■ **Brief**:
Write out exactly the lines from the one containing "Reviewer note: check that each instance of the weathered" through the last line of the records below, and no others.
** Excerpted records follows **
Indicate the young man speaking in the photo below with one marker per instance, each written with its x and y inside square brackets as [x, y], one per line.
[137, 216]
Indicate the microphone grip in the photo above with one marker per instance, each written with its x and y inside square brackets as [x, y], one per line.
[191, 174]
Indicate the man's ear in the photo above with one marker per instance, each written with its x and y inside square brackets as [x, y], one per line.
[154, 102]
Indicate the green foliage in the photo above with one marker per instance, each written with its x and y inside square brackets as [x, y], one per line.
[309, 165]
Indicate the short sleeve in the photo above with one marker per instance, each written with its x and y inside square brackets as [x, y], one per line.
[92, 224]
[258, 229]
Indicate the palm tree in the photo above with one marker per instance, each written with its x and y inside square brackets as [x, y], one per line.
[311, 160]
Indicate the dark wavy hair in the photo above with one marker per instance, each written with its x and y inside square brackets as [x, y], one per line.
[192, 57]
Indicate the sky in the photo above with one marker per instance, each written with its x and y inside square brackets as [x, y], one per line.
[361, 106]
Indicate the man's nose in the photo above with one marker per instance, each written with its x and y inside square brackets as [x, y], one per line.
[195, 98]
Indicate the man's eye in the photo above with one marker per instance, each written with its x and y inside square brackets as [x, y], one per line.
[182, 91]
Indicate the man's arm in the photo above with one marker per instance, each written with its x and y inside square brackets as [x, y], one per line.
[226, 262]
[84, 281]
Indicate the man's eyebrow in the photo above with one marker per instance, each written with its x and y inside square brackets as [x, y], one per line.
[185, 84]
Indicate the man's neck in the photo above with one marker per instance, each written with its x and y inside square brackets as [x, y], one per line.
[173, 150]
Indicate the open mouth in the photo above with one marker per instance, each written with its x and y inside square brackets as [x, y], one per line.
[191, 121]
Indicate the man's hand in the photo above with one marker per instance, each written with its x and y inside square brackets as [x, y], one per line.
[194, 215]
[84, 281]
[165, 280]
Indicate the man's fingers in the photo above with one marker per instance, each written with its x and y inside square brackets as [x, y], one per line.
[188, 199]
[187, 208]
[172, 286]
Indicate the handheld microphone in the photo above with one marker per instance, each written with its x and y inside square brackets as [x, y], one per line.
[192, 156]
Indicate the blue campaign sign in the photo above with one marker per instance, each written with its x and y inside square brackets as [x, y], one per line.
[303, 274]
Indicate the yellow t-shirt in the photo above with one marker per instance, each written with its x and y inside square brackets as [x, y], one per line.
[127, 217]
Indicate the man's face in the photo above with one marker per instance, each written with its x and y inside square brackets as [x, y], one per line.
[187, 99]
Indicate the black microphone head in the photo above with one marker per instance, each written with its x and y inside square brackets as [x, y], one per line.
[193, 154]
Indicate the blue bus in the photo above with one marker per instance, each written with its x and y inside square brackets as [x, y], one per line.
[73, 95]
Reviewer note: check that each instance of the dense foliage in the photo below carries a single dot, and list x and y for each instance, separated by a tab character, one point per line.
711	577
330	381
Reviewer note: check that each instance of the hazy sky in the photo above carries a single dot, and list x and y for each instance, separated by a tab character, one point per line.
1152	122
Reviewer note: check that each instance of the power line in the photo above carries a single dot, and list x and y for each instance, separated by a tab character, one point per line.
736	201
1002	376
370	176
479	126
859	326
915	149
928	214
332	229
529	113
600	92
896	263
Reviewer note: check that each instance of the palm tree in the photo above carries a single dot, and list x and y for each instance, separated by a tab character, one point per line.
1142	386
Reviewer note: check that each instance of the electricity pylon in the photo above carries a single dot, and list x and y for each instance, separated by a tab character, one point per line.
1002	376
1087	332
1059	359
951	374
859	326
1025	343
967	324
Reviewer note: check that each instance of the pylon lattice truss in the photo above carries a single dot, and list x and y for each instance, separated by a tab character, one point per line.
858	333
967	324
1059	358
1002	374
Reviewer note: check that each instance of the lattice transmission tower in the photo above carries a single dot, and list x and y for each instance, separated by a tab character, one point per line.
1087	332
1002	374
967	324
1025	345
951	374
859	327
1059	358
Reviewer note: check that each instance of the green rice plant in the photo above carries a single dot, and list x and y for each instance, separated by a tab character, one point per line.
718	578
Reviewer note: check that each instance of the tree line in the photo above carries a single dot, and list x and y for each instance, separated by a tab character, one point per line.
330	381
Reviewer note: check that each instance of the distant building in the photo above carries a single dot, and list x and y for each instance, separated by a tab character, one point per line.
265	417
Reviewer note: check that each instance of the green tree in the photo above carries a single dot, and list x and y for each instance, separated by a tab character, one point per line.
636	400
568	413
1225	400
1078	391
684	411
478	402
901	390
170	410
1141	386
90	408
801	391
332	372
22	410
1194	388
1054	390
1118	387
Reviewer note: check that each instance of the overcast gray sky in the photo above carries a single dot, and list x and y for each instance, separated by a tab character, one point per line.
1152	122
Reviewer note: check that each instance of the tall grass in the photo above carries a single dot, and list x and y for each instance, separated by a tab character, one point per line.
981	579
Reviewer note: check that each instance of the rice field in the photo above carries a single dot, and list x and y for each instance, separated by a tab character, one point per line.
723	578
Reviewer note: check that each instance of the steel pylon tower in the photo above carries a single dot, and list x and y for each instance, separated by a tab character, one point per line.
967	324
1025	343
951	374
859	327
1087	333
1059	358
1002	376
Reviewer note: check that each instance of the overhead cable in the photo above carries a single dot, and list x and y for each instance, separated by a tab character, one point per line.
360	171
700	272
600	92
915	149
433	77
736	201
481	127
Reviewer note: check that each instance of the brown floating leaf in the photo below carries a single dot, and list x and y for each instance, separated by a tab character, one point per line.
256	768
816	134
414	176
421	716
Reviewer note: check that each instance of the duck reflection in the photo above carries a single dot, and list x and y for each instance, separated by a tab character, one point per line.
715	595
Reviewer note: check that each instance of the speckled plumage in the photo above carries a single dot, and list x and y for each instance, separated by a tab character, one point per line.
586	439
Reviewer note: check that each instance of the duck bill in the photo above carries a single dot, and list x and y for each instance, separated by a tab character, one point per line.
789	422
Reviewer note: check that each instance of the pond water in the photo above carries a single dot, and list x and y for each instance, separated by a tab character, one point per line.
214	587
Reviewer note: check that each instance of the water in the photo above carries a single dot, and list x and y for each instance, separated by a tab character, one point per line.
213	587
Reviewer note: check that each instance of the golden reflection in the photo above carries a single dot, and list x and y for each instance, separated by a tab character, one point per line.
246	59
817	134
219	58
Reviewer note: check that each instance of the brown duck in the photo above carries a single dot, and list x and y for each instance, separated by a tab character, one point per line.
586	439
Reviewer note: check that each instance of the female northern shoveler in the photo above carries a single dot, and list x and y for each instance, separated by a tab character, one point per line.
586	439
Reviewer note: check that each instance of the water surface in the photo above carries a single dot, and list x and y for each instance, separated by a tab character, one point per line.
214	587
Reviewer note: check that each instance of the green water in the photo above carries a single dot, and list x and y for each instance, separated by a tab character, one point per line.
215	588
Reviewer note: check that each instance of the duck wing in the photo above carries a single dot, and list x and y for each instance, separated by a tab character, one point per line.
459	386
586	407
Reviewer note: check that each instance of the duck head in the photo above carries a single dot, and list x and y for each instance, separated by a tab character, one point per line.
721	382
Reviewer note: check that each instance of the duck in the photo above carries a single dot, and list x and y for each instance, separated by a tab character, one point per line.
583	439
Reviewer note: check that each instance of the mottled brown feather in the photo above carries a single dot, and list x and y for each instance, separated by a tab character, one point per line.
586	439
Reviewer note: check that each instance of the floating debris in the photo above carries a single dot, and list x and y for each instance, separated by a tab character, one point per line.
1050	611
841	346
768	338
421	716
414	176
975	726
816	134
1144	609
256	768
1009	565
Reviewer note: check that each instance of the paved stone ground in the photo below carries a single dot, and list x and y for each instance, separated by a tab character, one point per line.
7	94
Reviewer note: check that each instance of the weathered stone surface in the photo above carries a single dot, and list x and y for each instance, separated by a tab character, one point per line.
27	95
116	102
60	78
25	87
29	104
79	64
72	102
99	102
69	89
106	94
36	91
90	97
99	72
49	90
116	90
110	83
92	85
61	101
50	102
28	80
** End of Excerpted records **
■ **Response below**:
Reviewer note: check that each instance of the weathered stone surface in the photo above carries a single dot, and list x and y for each instance, separated by a tab character, one point per line.
27	95
116	102
60	78
25	87
29	104
79	64
72	102
99	102
69	89
106	94
36	91
90	97
99	72
49	90
116	90
110	83
92	85
61	101
50	102
28	80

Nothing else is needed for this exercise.